Output only the lines below from the one holding "TARGET = sky" down to the one holding "TARGET = sledgehammer wooden handle", both end lines included and every picture dropped.
+---+
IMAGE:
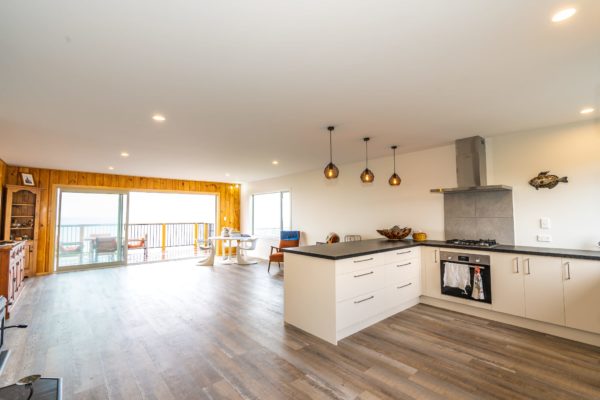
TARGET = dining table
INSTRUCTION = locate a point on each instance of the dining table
(227, 256)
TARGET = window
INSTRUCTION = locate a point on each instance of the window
(271, 213)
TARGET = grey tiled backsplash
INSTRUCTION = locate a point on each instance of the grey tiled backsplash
(480, 215)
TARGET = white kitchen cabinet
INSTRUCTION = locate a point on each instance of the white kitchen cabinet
(543, 283)
(508, 290)
(430, 264)
(582, 294)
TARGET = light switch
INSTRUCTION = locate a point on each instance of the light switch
(545, 223)
(544, 238)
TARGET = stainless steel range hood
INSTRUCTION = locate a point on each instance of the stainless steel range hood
(471, 171)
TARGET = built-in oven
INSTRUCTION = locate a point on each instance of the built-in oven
(465, 275)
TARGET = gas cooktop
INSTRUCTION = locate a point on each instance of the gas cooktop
(483, 243)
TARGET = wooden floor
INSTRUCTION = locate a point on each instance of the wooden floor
(178, 331)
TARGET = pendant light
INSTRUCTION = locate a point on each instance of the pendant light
(394, 179)
(367, 175)
(331, 171)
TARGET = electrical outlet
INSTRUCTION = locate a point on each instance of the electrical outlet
(544, 238)
(545, 223)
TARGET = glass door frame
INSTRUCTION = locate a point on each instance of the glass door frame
(123, 223)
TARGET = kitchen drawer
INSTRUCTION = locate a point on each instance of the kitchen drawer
(359, 308)
(401, 255)
(402, 292)
(403, 271)
(359, 282)
(356, 263)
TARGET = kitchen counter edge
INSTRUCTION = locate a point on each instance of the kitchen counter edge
(373, 246)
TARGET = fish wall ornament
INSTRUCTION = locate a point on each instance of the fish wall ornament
(546, 181)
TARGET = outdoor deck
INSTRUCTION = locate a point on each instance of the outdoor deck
(163, 242)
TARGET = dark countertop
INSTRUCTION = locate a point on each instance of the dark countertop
(339, 251)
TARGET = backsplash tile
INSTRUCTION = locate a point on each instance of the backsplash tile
(480, 215)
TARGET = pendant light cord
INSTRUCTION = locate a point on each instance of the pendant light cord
(330, 148)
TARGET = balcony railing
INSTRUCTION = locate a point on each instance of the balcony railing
(164, 240)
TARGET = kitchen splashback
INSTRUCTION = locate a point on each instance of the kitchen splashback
(475, 215)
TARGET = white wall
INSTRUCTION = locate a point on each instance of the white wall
(347, 206)
(574, 208)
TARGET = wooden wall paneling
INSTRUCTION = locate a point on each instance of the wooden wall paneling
(228, 199)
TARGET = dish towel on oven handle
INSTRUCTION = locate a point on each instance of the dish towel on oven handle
(477, 293)
(457, 276)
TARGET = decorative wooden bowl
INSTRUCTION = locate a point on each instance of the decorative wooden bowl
(419, 236)
(396, 233)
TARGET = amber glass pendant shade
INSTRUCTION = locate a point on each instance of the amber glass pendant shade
(331, 171)
(367, 175)
(395, 178)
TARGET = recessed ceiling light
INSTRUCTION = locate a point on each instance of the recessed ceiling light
(563, 14)
(587, 110)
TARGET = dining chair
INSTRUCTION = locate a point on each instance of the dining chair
(286, 239)
(104, 245)
(139, 243)
(244, 246)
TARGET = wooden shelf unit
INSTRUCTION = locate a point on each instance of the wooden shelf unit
(21, 221)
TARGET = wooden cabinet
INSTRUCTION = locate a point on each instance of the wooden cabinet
(21, 221)
(582, 294)
(430, 264)
(507, 284)
(12, 272)
(543, 282)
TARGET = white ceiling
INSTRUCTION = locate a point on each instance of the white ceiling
(245, 82)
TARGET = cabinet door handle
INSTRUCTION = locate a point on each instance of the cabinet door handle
(528, 269)
(365, 274)
(368, 298)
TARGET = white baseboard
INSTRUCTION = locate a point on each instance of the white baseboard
(556, 330)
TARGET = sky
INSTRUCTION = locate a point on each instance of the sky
(145, 207)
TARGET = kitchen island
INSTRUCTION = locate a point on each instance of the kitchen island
(333, 291)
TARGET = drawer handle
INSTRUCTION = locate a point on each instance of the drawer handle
(368, 298)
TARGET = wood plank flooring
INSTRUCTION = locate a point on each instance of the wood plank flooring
(179, 331)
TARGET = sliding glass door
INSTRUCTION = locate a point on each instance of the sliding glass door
(90, 229)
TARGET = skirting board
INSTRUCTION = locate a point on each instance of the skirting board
(352, 329)
(556, 330)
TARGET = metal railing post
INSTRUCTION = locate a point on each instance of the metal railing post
(163, 237)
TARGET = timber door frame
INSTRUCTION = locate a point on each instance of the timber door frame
(53, 212)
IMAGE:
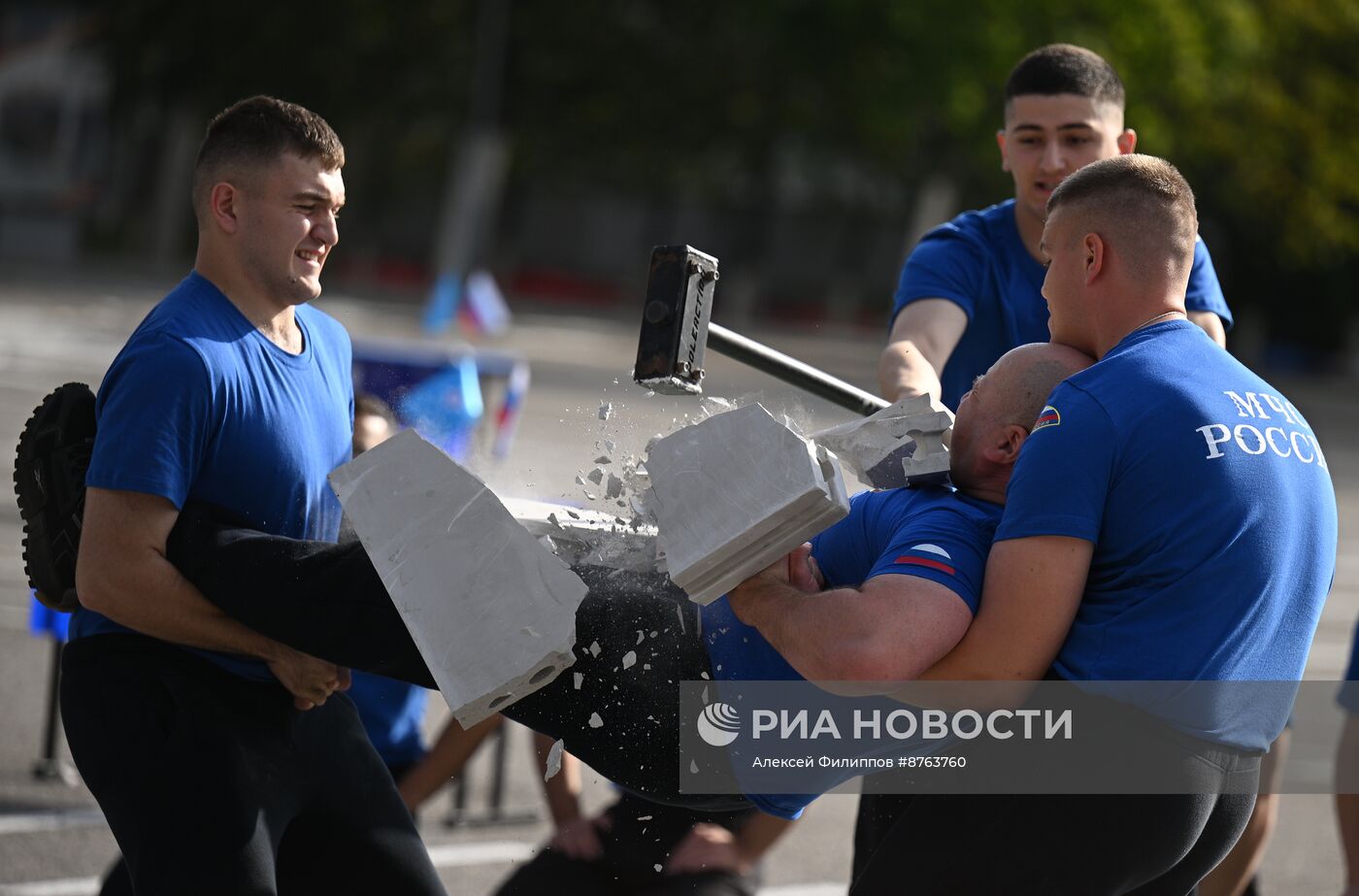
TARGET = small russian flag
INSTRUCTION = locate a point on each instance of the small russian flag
(930, 556)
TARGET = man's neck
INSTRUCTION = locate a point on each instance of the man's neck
(1030, 230)
(276, 321)
(1139, 318)
(991, 492)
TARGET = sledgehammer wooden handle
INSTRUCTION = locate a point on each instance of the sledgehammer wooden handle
(791, 370)
(676, 333)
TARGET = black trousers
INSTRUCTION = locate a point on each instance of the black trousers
(326, 600)
(214, 783)
(632, 850)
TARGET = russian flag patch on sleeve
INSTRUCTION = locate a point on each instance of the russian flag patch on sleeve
(927, 555)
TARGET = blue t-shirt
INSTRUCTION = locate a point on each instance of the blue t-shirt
(1212, 514)
(391, 713)
(978, 261)
(201, 406)
(931, 532)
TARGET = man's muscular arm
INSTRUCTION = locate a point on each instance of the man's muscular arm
(124, 574)
(1029, 600)
(923, 338)
(889, 630)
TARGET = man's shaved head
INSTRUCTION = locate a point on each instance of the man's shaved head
(996, 416)
(1026, 376)
(253, 133)
(1142, 206)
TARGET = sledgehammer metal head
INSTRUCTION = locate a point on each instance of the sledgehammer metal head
(675, 321)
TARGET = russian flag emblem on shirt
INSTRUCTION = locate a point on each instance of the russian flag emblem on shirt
(930, 556)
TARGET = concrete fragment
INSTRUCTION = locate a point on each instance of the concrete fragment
(736, 492)
(492, 612)
(553, 764)
(900, 445)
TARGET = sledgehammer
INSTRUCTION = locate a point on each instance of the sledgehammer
(676, 333)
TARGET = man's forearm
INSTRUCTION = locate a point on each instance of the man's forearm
(149, 596)
(825, 635)
(904, 372)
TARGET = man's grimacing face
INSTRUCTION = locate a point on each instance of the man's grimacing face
(1048, 138)
(288, 226)
(1064, 253)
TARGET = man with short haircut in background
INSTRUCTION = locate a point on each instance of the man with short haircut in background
(971, 288)
(221, 759)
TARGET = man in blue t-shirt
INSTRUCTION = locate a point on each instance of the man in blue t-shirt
(971, 288)
(1184, 522)
(207, 744)
(903, 570)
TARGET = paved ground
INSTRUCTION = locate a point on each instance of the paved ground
(53, 329)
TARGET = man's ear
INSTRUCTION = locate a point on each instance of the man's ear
(1005, 448)
(221, 206)
(1093, 249)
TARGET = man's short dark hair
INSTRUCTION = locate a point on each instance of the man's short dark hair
(1144, 199)
(1064, 68)
(254, 133)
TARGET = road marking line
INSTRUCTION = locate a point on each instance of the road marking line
(63, 886)
(53, 820)
(482, 852)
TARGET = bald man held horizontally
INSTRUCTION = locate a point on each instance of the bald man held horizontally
(899, 614)
(1195, 540)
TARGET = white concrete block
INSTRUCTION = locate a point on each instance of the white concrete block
(900, 445)
(736, 492)
(492, 612)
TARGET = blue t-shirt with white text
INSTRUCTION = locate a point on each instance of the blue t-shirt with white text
(978, 263)
(1212, 515)
(200, 406)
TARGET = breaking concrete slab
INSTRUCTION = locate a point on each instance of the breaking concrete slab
(904, 444)
(736, 492)
(492, 612)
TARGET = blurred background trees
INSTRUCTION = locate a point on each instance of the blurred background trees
(806, 142)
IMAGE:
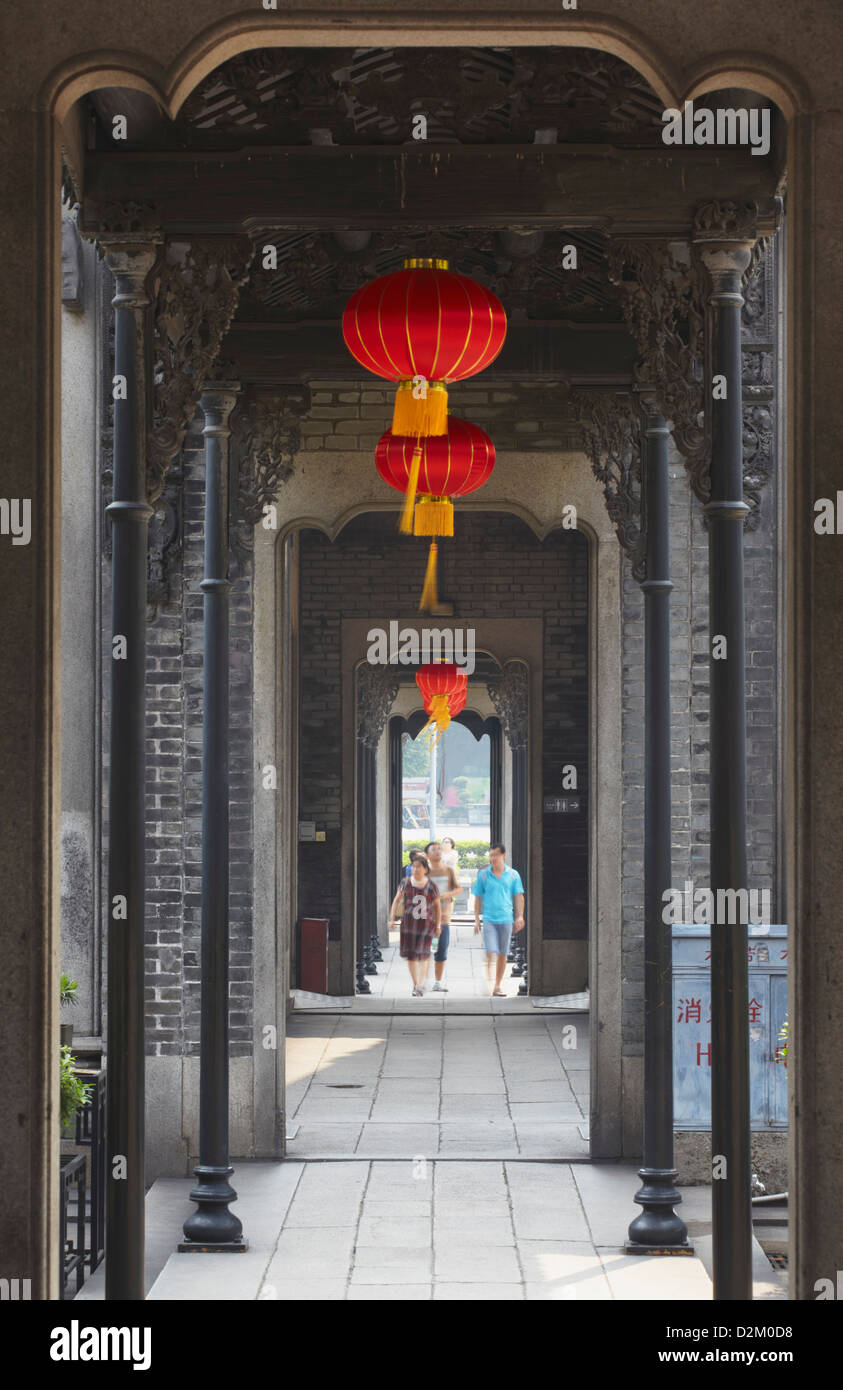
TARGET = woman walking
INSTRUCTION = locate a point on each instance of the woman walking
(448, 884)
(418, 900)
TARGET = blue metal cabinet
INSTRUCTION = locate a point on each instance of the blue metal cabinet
(692, 1026)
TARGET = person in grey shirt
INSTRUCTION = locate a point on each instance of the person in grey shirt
(448, 884)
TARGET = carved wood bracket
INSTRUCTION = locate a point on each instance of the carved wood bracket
(664, 306)
(611, 424)
(508, 694)
(377, 687)
(195, 287)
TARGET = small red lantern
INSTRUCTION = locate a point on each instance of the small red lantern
(437, 469)
(444, 690)
(423, 327)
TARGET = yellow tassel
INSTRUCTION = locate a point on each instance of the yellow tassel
(434, 516)
(405, 526)
(420, 416)
(430, 601)
(440, 717)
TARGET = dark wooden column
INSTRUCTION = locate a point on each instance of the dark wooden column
(397, 730)
(732, 1221)
(657, 1228)
(130, 262)
(377, 687)
(508, 692)
(495, 779)
(213, 1226)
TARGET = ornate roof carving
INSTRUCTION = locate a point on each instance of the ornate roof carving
(466, 95)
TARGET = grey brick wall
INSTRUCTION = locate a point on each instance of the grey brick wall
(174, 790)
(345, 416)
(494, 567)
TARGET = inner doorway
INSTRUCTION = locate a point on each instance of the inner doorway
(448, 792)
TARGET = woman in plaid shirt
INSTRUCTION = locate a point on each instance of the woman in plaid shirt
(418, 900)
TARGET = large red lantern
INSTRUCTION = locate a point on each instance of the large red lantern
(444, 690)
(423, 327)
(430, 471)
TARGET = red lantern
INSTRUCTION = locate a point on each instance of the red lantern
(437, 469)
(455, 704)
(441, 467)
(422, 327)
(444, 690)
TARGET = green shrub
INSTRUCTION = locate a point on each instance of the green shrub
(70, 990)
(74, 1093)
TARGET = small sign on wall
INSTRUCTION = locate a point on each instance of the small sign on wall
(561, 805)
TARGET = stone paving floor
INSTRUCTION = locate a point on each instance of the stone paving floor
(437, 1086)
(443, 1083)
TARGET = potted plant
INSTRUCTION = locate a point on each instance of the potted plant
(74, 1094)
(70, 994)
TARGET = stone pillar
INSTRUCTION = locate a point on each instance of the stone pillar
(725, 259)
(131, 260)
(657, 1226)
(508, 694)
(29, 729)
(814, 652)
(213, 1226)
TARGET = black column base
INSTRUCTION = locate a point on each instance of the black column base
(213, 1225)
(658, 1229)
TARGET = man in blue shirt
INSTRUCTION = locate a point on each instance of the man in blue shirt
(498, 890)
+---+
> [Written answer]
TARGET = sky
INSTRUCTION = locate a point on each instance of the sky
(145, 207)
TARGET = kitchen island
INSTRUCTION = locate a point on each instance of the kitchen island
(333, 291)
TARGET = drawer handle
INSTRUCTION = locate a point on each instance of the drawer handle
(368, 298)
TARGET = wood plank flooring
INSTRUCTION = locate a point on each instance of the wood plank flooring
(179, 331)
TARGET = sliding glass door
INSTRUCTION = locate a point on each instance of the sliding glass door
(90, 229)
TARGET = skirting board
INSTRUCTION = locate a point on each instance of the skirting board
(352, 329)
(556, 330)
TARGET = metal railing post
INSTRUCTION = locate a point on each instance of the metal railing post
(163, 237)
TARGET = timber door frame
INSTRUCTION = locate a point on each instance of the timber door frame
(53, 212)
IMAGE:
TARGET = small russian flag
INSTRUCTION = locate a point on each instance of the small russian flag
(930, 556)
TARGET = man's neck
INSTRUCTION = locate a point on each instance of the man's neck
(1030, 230)
(276, 321)
(1139, 318)
(991, 492)
TARGET = sledgehammer wooden handle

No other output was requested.